**WHAT THE TASK REQUIRES**
Format the lines below, starting at the line containing "Mark one point on every instance of the wooden" and ending at the line containing "Target: wooden door", as a Markdown table with the columns Row and Text. Leave out any blank lines.

**DATA**
=-=-=

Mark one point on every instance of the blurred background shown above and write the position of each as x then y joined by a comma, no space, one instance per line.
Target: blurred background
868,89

=-=-=

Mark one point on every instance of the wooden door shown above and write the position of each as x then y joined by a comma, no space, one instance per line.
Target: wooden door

=-=-=

**SOLUTION TO THE PROBLEM**
| Row | Text |
|---|---|
| 1 | Mark one point on every instance of the wooden door shown above and write the position of each as x then y joined by a comma, no space, one instance per line. |
| 2 | Target: wooden door |